• _Required task_: In the blog post on scale and performance, about how many simultaneously open Groove spaces were running when EIS hit Windows' 2GB address-space limit?
start Article
Hugh's ramblings: Scale and Performance

December 30, 2003

Scale and Performance

Although there's a good argument that software performance matters per se, and other arguments that (in the long view) code performance really isn't worth worrying about... recently I've been working on some speedup because it will help my applications scale. Performance is one of several gating factors (processor, memory, disk, network...) in the server-based application I've spent a lot of time with recently.

Server-based? Yes, why. A Groove Server, natch.

The Groove EIS, which is all the Groove peer-synchronization infrastructure pieces (comms, storage, crypto, awareness, dynamics, etc) with minimal UI and some quite aggressive "passivation". The current release of EIS (2.5i) has some fairly low limits on the number of active shared spaces, and several people (the EIS development team, QA, a few very demanding customers, and some folks like myself kicking in from the sidelines) have worked hard to eliminate the big static limitations for the 2.5j release. So far, we're very pleased with the results. The process has shown me a few things about scale, optimisation and performance. I'm still not really sure how to quantify things, though.

Scale

Several things prevent an application from scaling. In the case of EIS, the first barrier has been memory: we've seen EIS hit Windows' 2GB address-space limit (with around a thousand simultaneously-open Groove spaces), and it's not pretty: there just ain't no more memory. Adding RAM ($500 for a couple gig extra seems cheap enough)? Makes no difference at all. 32-bit apps simply don't do that. It's possible to tweak the OS some, but the only way to escape the 32-bit address limits would appear to be some major esoteric low-level reconstruction, or a complete move to a 64-bit environment - and I'm not expecting that to happen overnight. Meanwhile, this is a wake-up call: even my work laptop is close to being "memmed-out". (Oh no! Another few years of thunks!)

Fortunately, memory is only a problem when you use lots at once, and we've learned not to do that with our "bots".

After memory, CPU. My code (shuffling data between Groove shared space tools and an Oracle or SQLServer database) was eating processor cycles, even on a chunky Xeon box. While this wasn't an immediate showstopper, it did limit the number of shared spaces we could synchronize in a few-hour daily window (to low-thousands), and that in turn made it difficult to schedule various different things to happen at the right time. The integration code in this case is JavaScript, but I still scraped somewhere above a fivefold performance gain in the test lab, and nailed at least one O(N^2) problem. (Which was to be the topic of this entry here. The gory details are interesting, I promise, but they'll wait).

The kicker was to put the new code into production, and see... zip. Nada. Approximately zero (well, maybe 25%). Turns out, the lab environment has a gigabit network to a very-lightly-loaded and massively overspecified SQLServer. The production network to the production database is a little different, and all the code in the world won't make it much faster.

Is it worth it?

The apparently-trivial performance gain does mean a very significant gain in scalability. After all, the application was CPU-bound; now it's externality-bound, and some simple expedients (careful indexing, for example) can make a big difference on the database side.

Since we need several distinct servers for this customer's environment, there's also a case for considering a virtual machine architecture. VMWare ESX for example, which I've also been tinkering with: fascinating. That network-bound app? Just run two or three virtual servers on the one piece of hardware. The 32-bit address space limit on a box with slots for 16GB? Run multiple machines on one.

Quantifying

Quantifying (setting guidelines for scalability) suddenly got a lot harder as a result of all this work. Previously, we could safely say: you'll have problems running more than 1500 shared spaces on a single device. Now, it's a multivariate problem. How much workload? What sorts of activity in those spaces? Are the users on the same LAN? What external systems are you talking to? What's the lifetime of your spaces?

Thse are interesting questions, though.

Posted by hpyle at 11:52 PM
end Article
start Information supplied
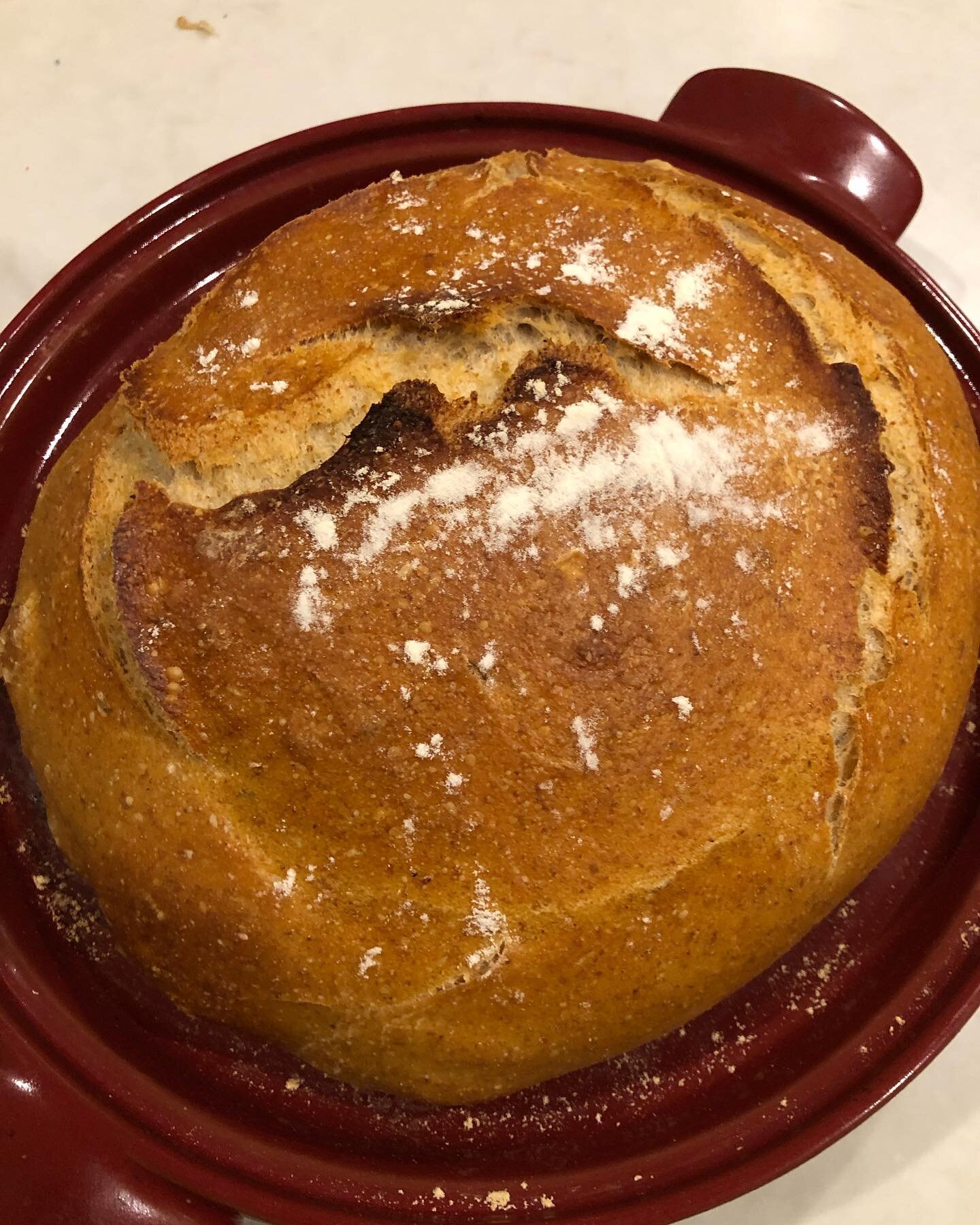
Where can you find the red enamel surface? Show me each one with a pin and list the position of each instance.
(116, 1109)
end Information supplied
• _Solved exercise_: Around a thousand.